**Exercise details**
Only the lines below starting at the one containing "Locate the round" and ending at the one containing "Locate the shrub" belong in the answer, each copied exactly.

Referring expression grounding data
+++
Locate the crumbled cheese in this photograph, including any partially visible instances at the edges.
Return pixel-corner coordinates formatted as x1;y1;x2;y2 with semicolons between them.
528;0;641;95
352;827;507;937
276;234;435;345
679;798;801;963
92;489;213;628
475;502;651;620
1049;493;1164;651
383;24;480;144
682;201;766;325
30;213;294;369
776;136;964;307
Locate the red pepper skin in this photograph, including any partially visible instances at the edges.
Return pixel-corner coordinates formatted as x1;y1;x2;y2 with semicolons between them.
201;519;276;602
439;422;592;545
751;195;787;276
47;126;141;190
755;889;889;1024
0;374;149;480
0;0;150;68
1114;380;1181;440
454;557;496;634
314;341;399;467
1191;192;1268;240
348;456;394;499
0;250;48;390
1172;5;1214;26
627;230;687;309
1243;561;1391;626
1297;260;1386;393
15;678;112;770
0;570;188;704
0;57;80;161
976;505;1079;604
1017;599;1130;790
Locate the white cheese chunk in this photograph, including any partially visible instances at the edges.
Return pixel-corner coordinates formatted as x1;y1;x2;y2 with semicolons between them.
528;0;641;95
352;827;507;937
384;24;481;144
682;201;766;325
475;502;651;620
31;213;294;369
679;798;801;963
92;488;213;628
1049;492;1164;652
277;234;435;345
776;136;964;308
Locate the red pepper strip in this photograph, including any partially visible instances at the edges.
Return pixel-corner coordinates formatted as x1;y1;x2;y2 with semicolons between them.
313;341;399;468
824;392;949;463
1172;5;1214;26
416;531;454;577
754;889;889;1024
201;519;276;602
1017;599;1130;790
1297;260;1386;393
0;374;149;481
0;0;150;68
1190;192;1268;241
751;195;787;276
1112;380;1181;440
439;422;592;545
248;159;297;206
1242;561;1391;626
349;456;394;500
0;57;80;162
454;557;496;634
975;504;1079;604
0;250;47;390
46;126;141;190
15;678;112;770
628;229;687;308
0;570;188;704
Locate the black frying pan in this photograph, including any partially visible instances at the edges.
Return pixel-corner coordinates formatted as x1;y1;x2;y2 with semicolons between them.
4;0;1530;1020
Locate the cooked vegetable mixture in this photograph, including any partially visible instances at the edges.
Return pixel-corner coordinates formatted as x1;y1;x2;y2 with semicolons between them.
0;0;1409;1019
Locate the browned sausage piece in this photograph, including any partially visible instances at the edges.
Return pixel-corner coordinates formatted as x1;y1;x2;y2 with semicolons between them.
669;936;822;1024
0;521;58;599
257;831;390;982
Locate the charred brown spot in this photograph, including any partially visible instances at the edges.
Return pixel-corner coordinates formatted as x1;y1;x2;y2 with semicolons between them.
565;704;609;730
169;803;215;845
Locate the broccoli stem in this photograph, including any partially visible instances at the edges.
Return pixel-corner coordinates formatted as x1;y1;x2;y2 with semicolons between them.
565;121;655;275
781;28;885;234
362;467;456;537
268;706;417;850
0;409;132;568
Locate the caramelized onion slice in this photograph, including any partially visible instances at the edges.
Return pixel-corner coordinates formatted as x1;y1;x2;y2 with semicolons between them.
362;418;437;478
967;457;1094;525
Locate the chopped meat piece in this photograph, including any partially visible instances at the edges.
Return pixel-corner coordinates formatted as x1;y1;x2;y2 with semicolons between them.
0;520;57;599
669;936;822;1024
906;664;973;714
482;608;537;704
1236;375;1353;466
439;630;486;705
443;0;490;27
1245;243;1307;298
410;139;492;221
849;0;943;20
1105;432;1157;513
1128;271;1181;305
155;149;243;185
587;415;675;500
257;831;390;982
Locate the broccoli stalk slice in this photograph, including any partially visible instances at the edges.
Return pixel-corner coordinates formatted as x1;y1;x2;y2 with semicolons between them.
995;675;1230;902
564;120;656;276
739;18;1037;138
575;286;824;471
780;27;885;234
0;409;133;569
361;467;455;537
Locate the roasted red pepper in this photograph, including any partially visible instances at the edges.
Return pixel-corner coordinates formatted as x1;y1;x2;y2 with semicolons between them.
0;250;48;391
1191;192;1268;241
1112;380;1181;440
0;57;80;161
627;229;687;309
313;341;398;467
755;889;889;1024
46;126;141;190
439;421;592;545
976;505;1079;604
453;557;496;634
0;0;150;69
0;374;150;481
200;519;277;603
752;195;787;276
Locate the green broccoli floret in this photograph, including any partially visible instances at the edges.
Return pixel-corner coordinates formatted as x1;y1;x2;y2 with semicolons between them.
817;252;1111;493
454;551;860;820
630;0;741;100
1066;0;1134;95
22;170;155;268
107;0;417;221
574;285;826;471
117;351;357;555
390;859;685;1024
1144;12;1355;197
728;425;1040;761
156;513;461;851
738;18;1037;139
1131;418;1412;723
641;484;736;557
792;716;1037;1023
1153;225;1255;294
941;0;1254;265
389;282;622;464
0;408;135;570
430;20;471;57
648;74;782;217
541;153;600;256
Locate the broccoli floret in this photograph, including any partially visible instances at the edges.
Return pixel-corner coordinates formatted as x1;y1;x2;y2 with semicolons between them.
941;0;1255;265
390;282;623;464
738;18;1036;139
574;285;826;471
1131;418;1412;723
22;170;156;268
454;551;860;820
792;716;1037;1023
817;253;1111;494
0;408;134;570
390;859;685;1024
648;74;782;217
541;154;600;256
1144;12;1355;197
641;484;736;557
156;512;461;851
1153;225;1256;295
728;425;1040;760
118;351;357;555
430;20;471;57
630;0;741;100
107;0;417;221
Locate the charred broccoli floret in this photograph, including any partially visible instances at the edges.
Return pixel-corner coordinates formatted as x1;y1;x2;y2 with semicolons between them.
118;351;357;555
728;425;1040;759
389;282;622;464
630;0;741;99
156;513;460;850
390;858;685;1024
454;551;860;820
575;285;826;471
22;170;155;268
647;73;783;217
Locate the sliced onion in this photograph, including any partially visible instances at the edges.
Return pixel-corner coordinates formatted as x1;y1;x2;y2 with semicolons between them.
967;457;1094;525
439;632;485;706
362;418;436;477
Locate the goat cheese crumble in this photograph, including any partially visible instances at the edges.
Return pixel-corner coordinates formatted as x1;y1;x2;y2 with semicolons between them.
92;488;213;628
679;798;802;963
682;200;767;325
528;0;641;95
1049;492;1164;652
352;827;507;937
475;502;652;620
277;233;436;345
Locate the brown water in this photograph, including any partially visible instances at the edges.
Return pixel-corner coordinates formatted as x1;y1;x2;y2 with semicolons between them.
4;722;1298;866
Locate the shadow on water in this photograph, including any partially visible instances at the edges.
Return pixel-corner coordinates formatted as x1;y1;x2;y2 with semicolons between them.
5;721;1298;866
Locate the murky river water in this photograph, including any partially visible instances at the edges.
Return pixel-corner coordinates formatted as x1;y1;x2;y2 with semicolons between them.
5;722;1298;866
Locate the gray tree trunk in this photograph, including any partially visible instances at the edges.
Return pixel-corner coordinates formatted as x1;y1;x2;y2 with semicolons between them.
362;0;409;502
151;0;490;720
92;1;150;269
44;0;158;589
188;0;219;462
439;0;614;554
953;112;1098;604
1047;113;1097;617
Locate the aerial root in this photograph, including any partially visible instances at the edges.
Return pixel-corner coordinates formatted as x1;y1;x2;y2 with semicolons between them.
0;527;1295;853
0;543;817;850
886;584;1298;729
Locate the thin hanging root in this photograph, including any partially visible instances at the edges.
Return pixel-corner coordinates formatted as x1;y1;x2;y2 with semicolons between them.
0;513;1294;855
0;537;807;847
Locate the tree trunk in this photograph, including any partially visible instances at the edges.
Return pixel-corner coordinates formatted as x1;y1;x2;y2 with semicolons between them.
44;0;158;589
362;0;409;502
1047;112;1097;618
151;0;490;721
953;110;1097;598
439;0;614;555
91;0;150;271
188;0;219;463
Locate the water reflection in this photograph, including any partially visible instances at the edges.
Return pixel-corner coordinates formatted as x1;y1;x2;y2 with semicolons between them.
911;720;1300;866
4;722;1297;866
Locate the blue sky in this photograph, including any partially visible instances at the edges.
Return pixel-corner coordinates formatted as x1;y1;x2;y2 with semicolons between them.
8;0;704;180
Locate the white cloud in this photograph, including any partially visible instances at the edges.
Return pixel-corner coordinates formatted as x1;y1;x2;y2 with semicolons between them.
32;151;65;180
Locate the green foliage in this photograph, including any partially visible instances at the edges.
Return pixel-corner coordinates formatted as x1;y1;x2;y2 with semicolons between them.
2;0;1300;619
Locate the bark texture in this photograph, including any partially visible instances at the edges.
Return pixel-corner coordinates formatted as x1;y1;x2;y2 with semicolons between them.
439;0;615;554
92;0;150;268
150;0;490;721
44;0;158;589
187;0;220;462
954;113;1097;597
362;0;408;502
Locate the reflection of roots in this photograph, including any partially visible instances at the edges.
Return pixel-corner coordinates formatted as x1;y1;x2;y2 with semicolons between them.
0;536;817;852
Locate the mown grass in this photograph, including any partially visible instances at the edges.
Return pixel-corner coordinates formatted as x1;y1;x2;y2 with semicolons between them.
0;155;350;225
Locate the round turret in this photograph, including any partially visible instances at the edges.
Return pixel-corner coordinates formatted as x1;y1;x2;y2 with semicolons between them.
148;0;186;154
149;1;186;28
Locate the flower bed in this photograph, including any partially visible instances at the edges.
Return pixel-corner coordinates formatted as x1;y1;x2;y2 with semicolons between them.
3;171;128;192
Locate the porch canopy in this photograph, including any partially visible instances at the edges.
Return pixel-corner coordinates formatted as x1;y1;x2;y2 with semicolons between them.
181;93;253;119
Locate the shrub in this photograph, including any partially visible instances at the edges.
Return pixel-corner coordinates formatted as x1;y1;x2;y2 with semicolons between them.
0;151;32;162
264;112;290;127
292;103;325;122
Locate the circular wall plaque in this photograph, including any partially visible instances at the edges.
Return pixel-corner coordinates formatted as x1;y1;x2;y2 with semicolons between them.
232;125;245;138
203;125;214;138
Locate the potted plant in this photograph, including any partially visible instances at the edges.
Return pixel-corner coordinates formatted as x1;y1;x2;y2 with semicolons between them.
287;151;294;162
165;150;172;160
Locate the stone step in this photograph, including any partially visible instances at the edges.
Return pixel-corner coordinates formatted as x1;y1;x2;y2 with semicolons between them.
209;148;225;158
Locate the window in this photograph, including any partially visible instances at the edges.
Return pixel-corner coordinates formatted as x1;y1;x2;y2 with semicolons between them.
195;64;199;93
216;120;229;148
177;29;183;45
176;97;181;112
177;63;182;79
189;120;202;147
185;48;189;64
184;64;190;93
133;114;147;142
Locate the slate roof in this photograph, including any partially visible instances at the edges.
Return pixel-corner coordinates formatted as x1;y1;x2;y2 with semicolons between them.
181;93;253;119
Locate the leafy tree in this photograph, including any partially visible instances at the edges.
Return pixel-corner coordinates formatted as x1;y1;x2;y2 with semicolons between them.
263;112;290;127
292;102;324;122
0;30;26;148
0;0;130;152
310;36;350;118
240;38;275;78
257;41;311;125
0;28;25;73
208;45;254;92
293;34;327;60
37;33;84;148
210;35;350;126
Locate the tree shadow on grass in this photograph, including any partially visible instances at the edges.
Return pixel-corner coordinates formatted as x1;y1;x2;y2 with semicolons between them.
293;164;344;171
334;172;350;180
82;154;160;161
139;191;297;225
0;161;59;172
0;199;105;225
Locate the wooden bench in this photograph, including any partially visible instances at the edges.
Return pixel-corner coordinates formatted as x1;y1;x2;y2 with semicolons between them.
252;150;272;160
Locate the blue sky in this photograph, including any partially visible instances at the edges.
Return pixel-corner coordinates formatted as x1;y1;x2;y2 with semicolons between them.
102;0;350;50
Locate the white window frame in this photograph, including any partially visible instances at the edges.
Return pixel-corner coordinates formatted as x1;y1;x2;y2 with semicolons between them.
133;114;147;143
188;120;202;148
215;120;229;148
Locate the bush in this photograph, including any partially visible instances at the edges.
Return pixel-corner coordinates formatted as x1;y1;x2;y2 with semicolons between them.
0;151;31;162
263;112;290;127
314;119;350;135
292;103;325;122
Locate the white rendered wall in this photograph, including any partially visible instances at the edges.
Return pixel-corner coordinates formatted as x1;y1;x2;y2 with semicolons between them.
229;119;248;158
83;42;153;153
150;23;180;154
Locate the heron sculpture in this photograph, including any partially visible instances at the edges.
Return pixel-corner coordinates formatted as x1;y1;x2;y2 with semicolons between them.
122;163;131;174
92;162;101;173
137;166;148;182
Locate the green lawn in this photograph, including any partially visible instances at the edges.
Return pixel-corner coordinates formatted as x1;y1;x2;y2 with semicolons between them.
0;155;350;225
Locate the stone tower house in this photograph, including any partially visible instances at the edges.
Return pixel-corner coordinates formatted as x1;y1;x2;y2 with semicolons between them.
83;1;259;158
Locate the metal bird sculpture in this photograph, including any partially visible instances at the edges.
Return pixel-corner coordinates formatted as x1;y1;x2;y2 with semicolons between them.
+++
**Written response**
Locate the round turret in this photograph, including any partially visible instances at the edges.
Return pixel-corner coordinates formatted as x1;y1;x2;y2 with semicolons between them.
148;0;186;154
149;1;186;28
Locate the flower bed in this photograph, including any partially visible instances at the edges.
Return pixel-corner coordinates formatted as x1;y1;x2;y2 with semicolons between them.
3;171;128;192
Locate the porch canopy in this photograph, including any partially visible instances at the edges.
Return pixel-corner coordinates formatted as x1;y1;x2;y2 with semicolons between them.
181;93;253;119
Locate the shrub in this photograph, including any partially visible instances at the edges.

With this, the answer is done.